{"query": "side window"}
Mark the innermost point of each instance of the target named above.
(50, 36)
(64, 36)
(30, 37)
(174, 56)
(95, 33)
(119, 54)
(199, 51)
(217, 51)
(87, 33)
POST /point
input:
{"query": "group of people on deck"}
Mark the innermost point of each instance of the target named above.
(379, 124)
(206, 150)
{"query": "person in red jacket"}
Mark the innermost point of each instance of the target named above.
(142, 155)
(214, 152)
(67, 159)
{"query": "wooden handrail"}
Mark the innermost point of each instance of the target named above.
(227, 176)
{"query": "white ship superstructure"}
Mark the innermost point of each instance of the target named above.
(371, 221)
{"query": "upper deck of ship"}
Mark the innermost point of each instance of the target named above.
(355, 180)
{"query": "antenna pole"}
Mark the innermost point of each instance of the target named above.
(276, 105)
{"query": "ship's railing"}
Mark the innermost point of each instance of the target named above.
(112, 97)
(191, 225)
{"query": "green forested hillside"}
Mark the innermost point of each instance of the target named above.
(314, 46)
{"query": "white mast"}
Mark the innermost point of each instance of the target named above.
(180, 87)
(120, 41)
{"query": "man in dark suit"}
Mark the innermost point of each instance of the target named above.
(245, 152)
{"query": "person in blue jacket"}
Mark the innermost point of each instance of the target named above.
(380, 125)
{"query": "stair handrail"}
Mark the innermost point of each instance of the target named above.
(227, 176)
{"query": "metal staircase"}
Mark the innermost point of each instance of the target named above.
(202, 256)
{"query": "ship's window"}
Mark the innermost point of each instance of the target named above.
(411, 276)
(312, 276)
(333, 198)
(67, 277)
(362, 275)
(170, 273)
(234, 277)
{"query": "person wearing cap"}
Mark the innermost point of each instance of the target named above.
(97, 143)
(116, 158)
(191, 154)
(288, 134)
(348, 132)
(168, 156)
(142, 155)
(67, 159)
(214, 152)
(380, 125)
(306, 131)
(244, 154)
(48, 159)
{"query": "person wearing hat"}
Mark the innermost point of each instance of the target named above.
———
> _Do this_: Filter the material above down to every line containing the word "window", copying each matching line in full. Case counts.

> _Output of the task_:
{"query": "side window"}
{"query": "ship's window"}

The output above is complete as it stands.